◆ SUPPLIED DATA
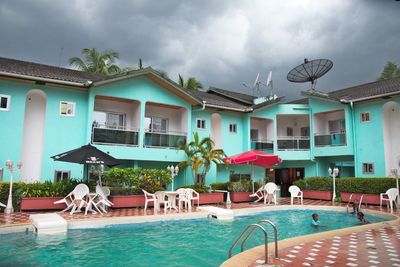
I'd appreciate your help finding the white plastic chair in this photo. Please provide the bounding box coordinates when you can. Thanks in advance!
[177,189,191,211]
[264,182,278,205]
[250,186,265,203]
[54,191,75,212]
[187,188,200,207]
[380,188,399,214]
[0,201,5,208]
[143,189,158,212]
[69,184,91,215]
[91,185,114,213]
[289,185,303,205]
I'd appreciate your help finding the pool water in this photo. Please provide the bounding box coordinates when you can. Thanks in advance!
[0,210,390,267]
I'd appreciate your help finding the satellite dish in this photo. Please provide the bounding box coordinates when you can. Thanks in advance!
[243,73,262,97]
[287,58,333,90]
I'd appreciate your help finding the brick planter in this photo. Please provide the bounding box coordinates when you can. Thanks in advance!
[109,195,149,208]
[20,197,66,211]
[303,190,333,201]
[231,192,252,203]
[199,193,224,204]
[341,192,381,205]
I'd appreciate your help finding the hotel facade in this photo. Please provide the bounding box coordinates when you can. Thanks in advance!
[0,57,399,194]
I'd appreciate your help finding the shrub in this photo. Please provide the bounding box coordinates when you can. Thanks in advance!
[177,184,210,193]
[337,177,396,194]
[227,180,252,192]
[293,179,307,190]
[210,182,228,191]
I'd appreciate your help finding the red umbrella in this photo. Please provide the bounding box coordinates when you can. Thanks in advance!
[225,150,282,193]
[225,150,282,167]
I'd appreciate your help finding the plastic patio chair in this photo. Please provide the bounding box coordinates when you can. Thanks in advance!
[54,189,76,212]
[91,185,114,213]
[250,186,265,203]
[142,189,158,212]
[177,188,191,212]
[69,184,91,215]
[264,182,278,205]
[187,188,200,207]
[380,188,399,214]
[289,185,303,205]
[154,191,171,213]
[0,201,5,208]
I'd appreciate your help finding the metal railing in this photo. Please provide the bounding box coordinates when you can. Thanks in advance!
[277,136,310,150]
[314,131,346,147]
[346,193,364,213]
[251,140,274,152]
[92,126,139,146]
[228,220,278,264]
[143,130,187,149]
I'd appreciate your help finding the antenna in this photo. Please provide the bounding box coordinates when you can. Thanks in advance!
[287,58,333,90]
[243,73,262,97]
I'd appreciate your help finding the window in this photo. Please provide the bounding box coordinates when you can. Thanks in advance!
[60,101,75,116]
[145,117,168,132]
[329,119,345,133]
[300,127,310,137]
[362,163,374,174]
[286,127,293,136]
[250,129,259,140]
[0,168,3,181]
[196,119,206,129]
[54,170,71,181]
[0,95,11,111]
[229,123,237,133]
[93,111,126,129]
[229,172,251,182]
[360,112,371,122]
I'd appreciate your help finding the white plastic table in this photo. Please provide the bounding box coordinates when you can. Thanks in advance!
[164,191,179,212]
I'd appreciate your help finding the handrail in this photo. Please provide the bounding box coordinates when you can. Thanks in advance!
[346,194,364,213]
[228,220,278,264]
[346,193,353,213]
[228,224,269,263]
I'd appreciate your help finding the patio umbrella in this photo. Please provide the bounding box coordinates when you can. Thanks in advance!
[225,150,283,193]
[51,144,120,167]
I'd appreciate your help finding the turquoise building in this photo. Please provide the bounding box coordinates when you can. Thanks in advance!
[0,57,399,195]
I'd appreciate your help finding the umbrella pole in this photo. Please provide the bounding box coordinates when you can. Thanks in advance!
[252,164,255,194]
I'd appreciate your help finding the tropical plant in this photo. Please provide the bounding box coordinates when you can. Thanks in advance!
[179,132,226,184]
[178,74,203,90]
[69,48,121,75]
[377,61,400,81]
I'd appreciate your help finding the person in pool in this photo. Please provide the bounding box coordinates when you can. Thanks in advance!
[311,213,320,227]
[351,199,359,215]
[357,211,370,224]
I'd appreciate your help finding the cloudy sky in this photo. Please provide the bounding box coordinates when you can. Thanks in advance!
[1,0,399,100]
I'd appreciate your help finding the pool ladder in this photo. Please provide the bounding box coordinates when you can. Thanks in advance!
[346,193,364,213]
[228,219,278,264]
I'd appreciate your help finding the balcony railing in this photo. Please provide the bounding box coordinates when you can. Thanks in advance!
[277,136,310,150]
[251,139,274,152]
[314,131,346,147]
[144,130,187,149]
[92,126,139,146]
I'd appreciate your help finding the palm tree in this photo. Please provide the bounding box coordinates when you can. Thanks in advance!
[69,48,121,75]
[179,133,226,184]
[178,74,203,90]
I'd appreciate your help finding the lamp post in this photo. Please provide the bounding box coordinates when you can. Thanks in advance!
[90,164,105,186]
[167,165,179,191]
[4,160,22,214]
[390,168,400,205]
[328,167,339,205]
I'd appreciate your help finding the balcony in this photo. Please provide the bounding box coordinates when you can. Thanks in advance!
[251,139,274,152]
[144,130,187,149]
[92,126,139,146]
[314,131,346,147]
[277,136,310,150]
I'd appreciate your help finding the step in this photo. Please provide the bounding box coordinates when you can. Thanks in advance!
[30,213,68,234]
[198,206,234,220]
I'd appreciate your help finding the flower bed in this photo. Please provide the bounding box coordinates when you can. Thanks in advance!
[340,192,381,205]
[303,190,333,201]
[20,197,66,211]
[109,195,149,208]
[230,192,252,203]
[199,193,224,204]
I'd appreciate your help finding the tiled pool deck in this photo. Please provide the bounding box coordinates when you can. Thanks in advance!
[0,198,399,266]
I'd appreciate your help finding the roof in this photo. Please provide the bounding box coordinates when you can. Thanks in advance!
[188,90,251,111]
[208,87,255,104]
[302,76,400,103]
[0,57,105,85]
[286,98,309,104]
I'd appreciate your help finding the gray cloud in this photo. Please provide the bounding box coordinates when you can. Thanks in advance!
[0,0,399,100]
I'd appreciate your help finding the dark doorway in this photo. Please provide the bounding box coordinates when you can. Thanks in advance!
[274,168,305,197]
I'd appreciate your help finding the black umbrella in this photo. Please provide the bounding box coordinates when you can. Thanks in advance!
[51,144,120,167]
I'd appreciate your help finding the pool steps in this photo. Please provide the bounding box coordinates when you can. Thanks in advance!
[30,213,67,234]
[197,206,234,220]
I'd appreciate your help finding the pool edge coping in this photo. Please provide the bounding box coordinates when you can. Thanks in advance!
[221,205,399,267]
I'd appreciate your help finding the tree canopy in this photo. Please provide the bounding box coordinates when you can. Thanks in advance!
[178,74,203,90]
[377,61,400,81]
[69,48,122,75]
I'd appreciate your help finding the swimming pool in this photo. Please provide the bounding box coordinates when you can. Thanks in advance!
[0,209,391,267]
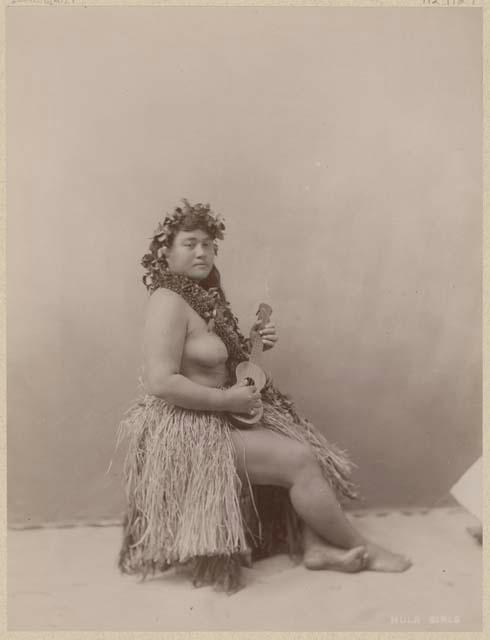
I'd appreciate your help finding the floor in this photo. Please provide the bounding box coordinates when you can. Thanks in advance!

◆ EXERCISE PROMPT
Print all of the data exactly, and do not carry over any pictures.

◆ COMPLETED TASK
I'd appreciate your help finding the white plastic chair in this photo. Please provide the bounding box coordinates when you can. Thanks in advance!
[177,189,191,211]
[264,182,278,205]
[250,186,265,203]
[54,191,75,212]
[187,188,200,207]
[380,188,399,214]
[0,201,5,208]
[143,189,158,212]
[69,184,91,215]
[91,185,114,213]
[289,185,303,205]
I'd appreciate your help finding the pool water in this photo. Please provide the bounding box coordinates when you can. Thanks in advance!
[0,210,390,267]
I'd appreciate your help finding the satellite dish in this photo. Please provide the bounding box coordinates when you can. Thanks in advance!
[243,73,262,97]
[287,58,333,90]
I'd appreciate your help finding the brick planter in this photo. Please provide the bounding box coordinates when you can. Thanks in advance!
[109,195,149,208]
[20,197,66,211]
[303,190,333,201]
[231,192,252,203]
[199,193,224,204]
[341,192,381,205]
I'd appreciate your help finding the hotel facade in this photo. Please provide the bounding box coordinates when you can. Thanks in advance!
[0,57,399,194]
I'd appreciate your help finding the shrub in this photo. Please provide the bounding box coordinates when you can. Thanks in advance!
[177,184,210,193]
[337,177,396,194]
[227,180,252,192]
[293,179,307,190]
[210,182,228,191]
I'd appreciate your help finding the red umbrella in this photo. Please provide the bounding box coordinates when you can. Thanks in advance!
[225,150,282,193]
[225,150,282,167]
I'd appreciate your help finding the plastic patio chair in this photo. Please provide the bounding box coordinates when you can. Thanks in advance!
[54,189,76,212]
[91,185,114,213]
[250,186,265,203]
[142,189,158,212]
[177,188,191,212]
[69,184,91,215]
[264,182,278,205]
[187,188,200,207]
[380,188,399,214]
[289,185,303,205]
[154,191,171,213]
[0,201,5,208]
I'd appreciate your help finding the metal railing in this photo. Please provide the bounding box coordinates when you can. Thanks in advance!
[277,136,310,150]
[314,131,346,147]
[346,193,364,213]
[251,140,274,152]
[92,126,139,146]
[228,220,278,264]
[143,130,187,149]
I'd appreciate your help finding the antenna in this photo. Please provide the bounding box coordinates when you can. Thanks in advance!
[287,58,333,90]
[243,73,262,97]
I'd appreciate your help finding the window in this photo. Please provide the bounding box coordinates when you can. Thanks in advance!
[60,101,75,116]
[145,117,168,132]
[329,119,345,133]
[300,127,310,137]
[362,163,374,174]
[286,127,293,136]
[250,129,259,140]
[0,168,3,181]
[196,119,206,129]
[54,170,71,181]
[0,95,11,111]
[229,123,237,133]
[93,111,126,129]
[229,172,251,182]
[360,112,371,122]
I'd appreciate your help finding the white plastic table in this photo. Please provide the bounding box coordinates when you can. Thanks in advance!
[164,191,179,212]
I'd appreciate your help finding the handrail in this photo. Please provide the bounding box coordinates when you can. Thanks in advance!
[346,194,364,213]
[228,220,278,264]
[346,193,353,213]
[228,224,269,263]
I'd appreciate your help finding the patio umbrella in this photo. Please provide the bounding box coordinates when you can. Thanks in advance!
[225,150,283,193]
[51,144,120,167]
I'd appreciate your help finding the turquoise building in this photo. Please provide the bounding box coordinates when you can. Thanks in advance!
[0,57,399,195]
I'd appreciate your help finding the umbrella pole in this photo. Please provide the bounding box coordinates when you can. Thanks in advance!
[252,164,255,194]
I'd appreciate your help finding the tropical plant in this photo. Please provide the bounding box coordinates when you can. Thanks in advance!
[179,132,226,184]
[178,74,203,90]
[69,48,121,75]
[377,61,400,81]
I'd appreciate your help finding the person in pool in this photo. Please provide the bounding box coordinates when you can. Thanks in advance!
[311,213,320,227]
[351,199,359,215]
[357,211,370,224]
I'd appreciate your help finding the cloudy sky in this photo. Please provide the bounding box coordinates when you can. Thanks in advance!
[1,0,399,100]
I'd appreciate your help finding the pool ladder in this photo. Please provide the bounding box coordinates when you can. Thanks in advance!
[346,193,364,213]
[228,219,278,264]
I'd appreciate your help finding the balcony railing in this photo. Please provide the bounding box coordinates when you can. Thanks in advance!
[277,136,310,150]
[251,139,274,152]
[314,131,346,147]
[144,130,187,149]
[92,126,139,146]
I'd appreciate your help finding the palm tree in this photo. Please provide the bounding box coordinates when you can. Thanks in advance!
[69,48,121,75]
[179,133,226,184]
[178,74,203,90]
I'd appreciate your help finding the lamp post in this photo. Please provide the bounding box coordinates when you can. Thanks in advance!
[90,164,105,186]
[167,165,179,191]
[4,160,22,214]
[390,168,400,205]
[328,167,339,205]
I'd appreciate your help finding the balcony in this photo. Please provide the bounding box coordinates when you can. Thanks in advance!
[251,139,274,152]
[144,130,187,149]
[92,126,139,146]
[314,131,346,147]
[277,136,310,150]
I'd appreciate your help finding the step in this photo. Please provide the bounding box coordinates when you can. Thanks in advance!
[30,213,68,234]
[198,206,234,220]
I'd appreciate your help finding the flower bed in this photo. Please provide the bounding box coordinates when you can. Thanks in advance!
[340,192,381,205]
[303,190,333,201]
[20,197,66,211]
[109,195,149,208]
[230,192,252,203]
[199,193,224,204]
I'd appreciate your help finding the tiled pool deck in this photo. Please provide the bounding box coordinates when you can. Thanks in advance!
[0,198,399,266]
I'd appreciate your help finding the roof in this photo. Please provide the bounding box coordinates when you can. Thanks in advance!
[188,90,251,111]
[208,87,255,104]
[302,76,400,103]
[0,57,105,85]
[286,98,309,104]
I'd appreciate your help finding the gray cloud in this photo. Please provide the bounding box coordinates when you can. Thanks in advance!
[0,0,399,100]
I'd appreciate your help finding the dark doorway in this photo. Please provide the bounding box coordinates when you can. Thanks in advance!
[274,168,305,197]
I'd appreciate your help finding the black umbrella in this photo. Please provide the bounding box coordinates when you can. Thanks in advance!
[51,144,120,167]
I'd appreciate your help finding the pool steps in this photo. Please provide the bounding box coordinates when you can. Thanks in advance!
[30,213,67,234]
[197,206,234,220]
I'd appreciate your help finding the pool edge coping in this photo. Please provide the bounding box coordinates when you can. Thanks in advance!
[221,205,399,267]
I'd appreciate your help finding the tree canopy in this photo. Please provide the bounding box coordinates when you can. Thanks in advance!
[178,74,203,90]
[377,61,400,81]
[69,48,122,75]
I'd appreciate your help finding the swimming pool in this photo. Please provide the bounding box coordinates when you can. Thanks in advance!
[0,209,391,267]
I'd appreciate your help finding the floor in this photo. Please provide the bounding box coordinates when you can. Thanks in advance!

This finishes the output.